— Start Input material —

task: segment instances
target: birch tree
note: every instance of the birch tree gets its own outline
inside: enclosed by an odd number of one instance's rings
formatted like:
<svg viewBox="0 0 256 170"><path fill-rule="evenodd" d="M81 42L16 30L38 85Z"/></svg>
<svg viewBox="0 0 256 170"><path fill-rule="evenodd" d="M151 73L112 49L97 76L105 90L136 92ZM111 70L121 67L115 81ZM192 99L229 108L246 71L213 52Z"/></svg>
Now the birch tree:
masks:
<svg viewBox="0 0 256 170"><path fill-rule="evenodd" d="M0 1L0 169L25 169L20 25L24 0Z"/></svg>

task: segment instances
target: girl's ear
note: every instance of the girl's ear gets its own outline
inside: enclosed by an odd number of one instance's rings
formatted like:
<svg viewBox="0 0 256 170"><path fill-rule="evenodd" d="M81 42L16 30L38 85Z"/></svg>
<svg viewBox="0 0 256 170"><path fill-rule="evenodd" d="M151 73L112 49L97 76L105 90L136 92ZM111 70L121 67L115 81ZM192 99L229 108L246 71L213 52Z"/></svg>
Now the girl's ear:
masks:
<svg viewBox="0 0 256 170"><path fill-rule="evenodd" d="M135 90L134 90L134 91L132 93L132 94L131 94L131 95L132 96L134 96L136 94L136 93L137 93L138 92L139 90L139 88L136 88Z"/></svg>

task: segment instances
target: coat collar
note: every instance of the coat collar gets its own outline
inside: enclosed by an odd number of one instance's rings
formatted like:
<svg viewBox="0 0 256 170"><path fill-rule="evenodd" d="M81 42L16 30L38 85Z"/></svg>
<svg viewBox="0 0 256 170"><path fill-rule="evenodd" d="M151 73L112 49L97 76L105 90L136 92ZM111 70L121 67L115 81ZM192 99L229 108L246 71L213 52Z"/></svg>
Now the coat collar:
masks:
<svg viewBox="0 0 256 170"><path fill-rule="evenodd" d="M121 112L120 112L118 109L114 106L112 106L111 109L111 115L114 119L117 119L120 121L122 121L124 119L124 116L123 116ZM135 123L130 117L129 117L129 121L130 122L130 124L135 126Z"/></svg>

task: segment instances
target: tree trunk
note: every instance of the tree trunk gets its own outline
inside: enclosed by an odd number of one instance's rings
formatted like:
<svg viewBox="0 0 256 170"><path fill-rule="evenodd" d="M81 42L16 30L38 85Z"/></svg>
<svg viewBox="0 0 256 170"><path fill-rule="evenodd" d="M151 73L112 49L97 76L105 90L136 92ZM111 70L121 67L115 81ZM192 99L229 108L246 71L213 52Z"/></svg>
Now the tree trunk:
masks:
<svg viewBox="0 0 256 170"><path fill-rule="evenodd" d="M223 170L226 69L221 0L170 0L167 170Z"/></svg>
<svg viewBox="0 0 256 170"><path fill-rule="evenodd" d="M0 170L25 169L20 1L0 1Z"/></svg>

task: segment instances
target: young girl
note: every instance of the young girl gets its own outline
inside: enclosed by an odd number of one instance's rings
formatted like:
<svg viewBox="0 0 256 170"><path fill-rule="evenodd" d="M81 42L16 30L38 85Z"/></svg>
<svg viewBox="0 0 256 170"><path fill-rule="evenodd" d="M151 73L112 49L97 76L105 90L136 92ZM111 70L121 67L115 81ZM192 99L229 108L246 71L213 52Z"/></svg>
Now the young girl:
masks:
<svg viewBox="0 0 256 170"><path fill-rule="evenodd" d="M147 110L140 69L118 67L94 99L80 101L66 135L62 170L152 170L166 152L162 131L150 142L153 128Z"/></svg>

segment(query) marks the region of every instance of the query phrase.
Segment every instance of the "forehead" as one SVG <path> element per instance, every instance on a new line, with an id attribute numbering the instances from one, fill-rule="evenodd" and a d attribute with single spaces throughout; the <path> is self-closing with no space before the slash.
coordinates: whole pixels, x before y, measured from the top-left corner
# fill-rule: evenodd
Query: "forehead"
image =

— End Input material —

**Task to complete**
Starting at the top of the entries and going on through the line that contains "90L134 90L134 91L132", rewrite those lines with "birch tree" replaced by "aspen tree" and everything else left unchanged.

**Exercise solution**
task: segment instances
target: aspen tree
note: every instance of the aspen tree gets its own outline
inside: enclosed by an odd number of one instance's rings
formatted like:
<svg viewBox="0 0 256 170"><path fill-rule="evenodd" d="M81 42L16 30L38 85Z"/></svg>
<svg viewBox="0 0 256 170"><path fill-rule="evenodd" d="M151 73L112 49L97 76L105 90L136 92ZM111 70L121 67L115 81ZM192 99L229 108L246 71L213 52Z"/></svg>
Now the aspen tree:
masks:
<svg viewBox="0 0 256 170"><path fill-rule="evenodd" d="M0 1L0 169L25 169L20 25L24 0Z"/></svg>

task: segment instances
target: girl's ear
note: every instance of the girl's ear gets its own outline
inside: enclosed by an odd number of one instance's rings
formatted like:
<svg viewBox="0 0 256 170"><path fill-rule="evenodd" d="M81 42L16 30L38 85Z"/></svg>
<svg viewBox="0 0 256 170"><path fill-rule="evenodd" d="M151 73L112 49L97 76L105 90L136 92ZM111 70L121 67L115 81ZM192 99L229 108L246 71L213 52Z"/></svg>
Now the girl's ear:
masks:
<svg viewBox="0 0 256 170"><path fill-rule="evenodd" d="M135 90L134 90L134 91L132 93L132 94L131 94L131 95L132 96L134 96L136 94L136 93L137 93L138 92L139 90L139 88L136 88Z"/></svg>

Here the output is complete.